## WRITTEN PROBLEM
Render every line of the material below as a numbered list, omitting any blank lines.

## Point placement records
============================================================

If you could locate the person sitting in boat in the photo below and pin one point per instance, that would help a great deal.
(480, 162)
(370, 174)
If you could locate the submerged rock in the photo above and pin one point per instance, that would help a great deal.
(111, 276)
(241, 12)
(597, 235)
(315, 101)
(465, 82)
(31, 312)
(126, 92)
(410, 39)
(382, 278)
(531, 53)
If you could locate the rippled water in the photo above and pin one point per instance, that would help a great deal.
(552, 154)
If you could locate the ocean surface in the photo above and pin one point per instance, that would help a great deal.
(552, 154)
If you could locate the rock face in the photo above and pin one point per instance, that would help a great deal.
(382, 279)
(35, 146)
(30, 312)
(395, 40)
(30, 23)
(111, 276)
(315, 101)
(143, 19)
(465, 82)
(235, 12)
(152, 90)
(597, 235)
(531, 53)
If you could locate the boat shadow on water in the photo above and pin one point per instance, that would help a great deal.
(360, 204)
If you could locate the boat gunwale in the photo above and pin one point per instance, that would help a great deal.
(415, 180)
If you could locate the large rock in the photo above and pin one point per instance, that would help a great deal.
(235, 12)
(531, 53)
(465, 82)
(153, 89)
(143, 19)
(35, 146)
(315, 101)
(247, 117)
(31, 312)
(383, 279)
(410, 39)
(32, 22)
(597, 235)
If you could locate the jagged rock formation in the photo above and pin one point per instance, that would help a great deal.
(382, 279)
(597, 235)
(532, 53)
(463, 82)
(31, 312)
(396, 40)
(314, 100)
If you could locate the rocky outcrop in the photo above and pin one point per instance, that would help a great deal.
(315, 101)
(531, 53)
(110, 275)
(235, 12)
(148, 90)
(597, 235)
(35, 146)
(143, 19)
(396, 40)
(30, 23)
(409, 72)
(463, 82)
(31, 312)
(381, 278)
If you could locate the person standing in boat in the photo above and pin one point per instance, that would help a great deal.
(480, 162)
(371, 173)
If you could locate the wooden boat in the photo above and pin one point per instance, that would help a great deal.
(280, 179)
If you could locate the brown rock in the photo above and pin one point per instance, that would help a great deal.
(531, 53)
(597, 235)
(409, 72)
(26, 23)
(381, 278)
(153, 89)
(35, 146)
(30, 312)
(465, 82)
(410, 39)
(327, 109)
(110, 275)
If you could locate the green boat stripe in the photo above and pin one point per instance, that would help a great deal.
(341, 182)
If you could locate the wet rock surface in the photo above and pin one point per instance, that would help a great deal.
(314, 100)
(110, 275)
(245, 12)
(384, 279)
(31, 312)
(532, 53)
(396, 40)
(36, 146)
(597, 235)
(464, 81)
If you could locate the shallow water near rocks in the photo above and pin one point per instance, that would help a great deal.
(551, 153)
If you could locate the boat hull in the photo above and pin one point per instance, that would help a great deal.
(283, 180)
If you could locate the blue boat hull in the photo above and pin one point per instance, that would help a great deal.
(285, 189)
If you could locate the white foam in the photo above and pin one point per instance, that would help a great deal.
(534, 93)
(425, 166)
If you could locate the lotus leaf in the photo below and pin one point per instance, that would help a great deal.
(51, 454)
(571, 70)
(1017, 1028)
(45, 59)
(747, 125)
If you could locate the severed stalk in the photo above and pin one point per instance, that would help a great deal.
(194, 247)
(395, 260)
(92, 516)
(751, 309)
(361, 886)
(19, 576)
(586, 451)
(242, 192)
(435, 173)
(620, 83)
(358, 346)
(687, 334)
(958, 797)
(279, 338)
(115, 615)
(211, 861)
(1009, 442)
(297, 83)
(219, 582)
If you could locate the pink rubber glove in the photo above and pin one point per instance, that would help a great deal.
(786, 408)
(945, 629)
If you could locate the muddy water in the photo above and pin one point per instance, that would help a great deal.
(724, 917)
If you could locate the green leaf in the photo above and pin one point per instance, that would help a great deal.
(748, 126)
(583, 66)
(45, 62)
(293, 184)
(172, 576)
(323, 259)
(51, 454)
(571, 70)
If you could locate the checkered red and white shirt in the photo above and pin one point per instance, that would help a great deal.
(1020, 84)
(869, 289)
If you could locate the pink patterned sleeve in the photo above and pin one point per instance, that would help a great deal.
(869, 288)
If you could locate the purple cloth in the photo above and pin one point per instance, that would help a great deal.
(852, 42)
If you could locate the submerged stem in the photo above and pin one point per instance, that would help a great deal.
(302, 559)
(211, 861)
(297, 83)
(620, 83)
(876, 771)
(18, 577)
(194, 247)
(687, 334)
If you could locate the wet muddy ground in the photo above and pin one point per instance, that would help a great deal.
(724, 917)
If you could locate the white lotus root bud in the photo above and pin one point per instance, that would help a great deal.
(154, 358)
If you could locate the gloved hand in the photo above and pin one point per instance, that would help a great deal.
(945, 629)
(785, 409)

============================================================

## SOLUTION TO THE PROBLEM
1. If you could locate the person sitting in boat in the photo below and pin one point per instance, that would help a great deal.
2. (480, 162)
3. (370, 174)
4. If you could locate the submerged rock in the photo above and pin one point per instance, that would help a great deal.
5. (111, 276)
6. (241, 12)
7. (597, 235)
8. (315, 101)
9. (465, 82)
10. (31, 312)
11. (126, 92)
12. (410, 39)
13. (382, 278)
14. (531, 53)
15. If you could locate the rippled water in the photo above and pin one point per instance, that would help a great deal.
16. (552, 154)
17. If you could locate the ocean surface in the photo above and pin one point per instance, that would help a great deal.
18. (552, 154)
19. If you could locate the rock face in the photo above and pin one point per instance, that would help a great deal.
20. (382, 279)
21. (35, 146)
22. (30, 312)
23. (395, 40)
24. (30, 23)
25. (111, 276)
26. (315, 101)
27. (143, 19)
28. (465, 82)
29. (235, 12)
30. (152, 90)
31. (597, 235)
32. (531, 53)
33. If you could locate the boat shadow on water in the photo above and pin one point per instance, that would help a great deal.
34. (360, 204)
35. If you could locate the boat gunwale in the photo above and pin one point per instance, that would help a great deal.
36. (415, 180)
37. If you could locate the large rock in the photo above and pin one point per instance, that would help a great deal.
38. (235, 12)
39. (531, 53)
40. (465, 82)
41. (153, 89)
42. (143, 19)
43. (35, 146)
44. (315, 101)
45. (247, 117)
46. (31, 312)
47. (383, 279)
48. (410, 39)
49. (32, 22)
50. (597, 235)
51. If you could locate the jagged rock formation in the photo above and pin one point per instance, that would help a great deal.
52. (382, 279)
53. (597, 235)
54. (532, 53)
55. (463, 82)
56. (31, 312)
57. (396, 40)
58. (314, 100)
59. If you could locate the rocky outcrop in the photo above and pin one point per instance, that would help a great deal.
60. (315, 101)
61. (531, 53)
62. (110, 275)
63. (235, 12)
64. (148, 90)
65. (597, 235)
66. (35, 146)
67. (143, 19)
68. (396, 40)
69. (30, 23)
70. (409, 72)
71. (463, 82)
72. (31, 312)
73. (381, 278)
74. If you could locate the person standing in boat in the photo above and pin one point per instance, that would help a great deal.
75. (480, 162)
76. (371, 173)
77. If you could locate the wooden boat in the photo above and pin one point per instance, that would help a great deal.
78. (280, 179)
79. If you could locate the brown rock in the photo above and pin one point per instance, that would help a great deal.
80. (531, 53)
81. (597, 235)
82. (409, 72)
83. (26, 23)
84. (381, 278)
85. (153, 89)
86. (35, 146)
87. (30, 312)
88. (465, 82)
89. (410, 39)
90. (327, 109)
91. (110, 275)
92. If you could locate the green boat stripe in the photo above and pin one point per instance, that would help a great deal.
93. (341, 182)
94. If you could locate the wet rock surface in the photo above and pin one point per instance, that would help a great deal.
95. (314, 100)
96. (110, 275)
97. (245, 12)
98. (384, 279)
99. (31, 312)
100. (532, 53)
101. (396, 40)
102. (36, 146)
103. (597, 235)
104. (464, 81)
105. If you could locate the shallow water near rocks in the photo above and pin one point per instance, that would help a great deal.
106. (551, 153)
107. If you could locate the boat hull in the photo above and pin one point per instance, that would help a great deal.
108. (283, 180)
109. If you could locate the blue boat hull in the photo above and pin one point per instance, that would help a great deal.
110. (285, 189)
111. If you could locate the white foam in the photo above and pin one point per instance, that would help a great deal.
112. (534, 93)
113. (425, 166)
114. If you could locate the lotus leaf in the photo below and pin one point per instance, that would help a great deal.
115. (51, 454)
116. (571, 70)
117. (1017, 1028)
118. (45, 59)
119. (747, 125)
120. If you could locate the severed stalk in the photo above and pin one point per instance, that would help a great deal.
121. (194, 247)
122. (395, 260)
123. (92, 516)
124. (751, 309)
125. (361, 886)
126. (19, 576)
127. (586, 451)
128. (242, 192)
129. (435, 173)
130. (620, 83)
131. (358, 346)
132. (687, 334)
133. (958, 797)
134. (279, 338)
135. (115, 615)
136. (211, 861)
137. (1009, 442)
138. (297, 83)
139. (219, 582)
140. If you could locate the pink rubber glove in the photo above and pin one point per instance, that would help a great deal.
141. (786, 408)
142. (945, 629)
143. If you could locate the muddy water in the photo above and pin one point per instance, that would help a great deal.
144. (724, 917)
145. If you could locate the green leaf in the photo above and pin one point per instance, that would help a great deal.
146. (748, 126)
147. (583, 66)
148. (45, 62)
149. (293, 184)
150. (172, 576)
151. (323, 259)
152. (51, 454)
153. (571, 70)
154. If you could locate the checkered red and white shirt in the photo above and pin one point per instance, that would help a great deal.
155. (1020, 84)
156. (869, 289)
157. If you could locate the pink patterned sleeve in the photo above and pin one point per instance, that would help a great deal.
158. (869, 288)
159. If you could locate the purple cloth in the photo above and pin one point per instance, that would help a great deal.
160. (852, 42)
161. If you could locate the submerged stem in the photo above and pin one point per instance, that would help a great deal.
162. (302, 559)
163. (211, 861)
164. (297, 83)
165. (620, 83)
166. (876, 771)
167. (18, 577)
168. (194, 247)
169. (687, 334)
170. If you could locate the wet muddy ground in the photo above and pin one point per instance, that would help a great deal.
171. (724, 917)
172. If you could locate the white lotus root bud in the photo above and pin one point per instance, that would help a great deal.
173. (154, 358)
174. If you could locate the gloved hand in the photo above and pin one point per instance, that would help a great deal.
175. (945, 629)
176. (785, 409)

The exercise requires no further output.